** Start AVAILABLE DATA **

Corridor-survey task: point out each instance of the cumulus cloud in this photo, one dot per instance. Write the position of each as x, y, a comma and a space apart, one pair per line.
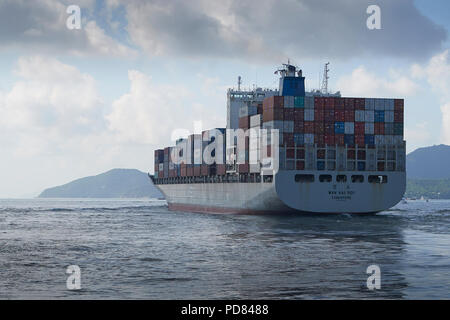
41, 26
149, 112
362, 82
280, 28
437, 74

** End AVAILABLE DATA **

### EXERCISE REQUIREMENTS
Rewrite the records above, swapping every "instance" for "occurrence" and keeping everything else the same, and leave out the pictures.

### FULL OUTPUT
Corridor-survey task: point out each occurrence of the cumulus cloud in this photo, one dot per occurrence. Write the position of each as x, y, a comma and a space apart, one pair per line.
41, 26
149, 112
362, 82
280, 28
437, 74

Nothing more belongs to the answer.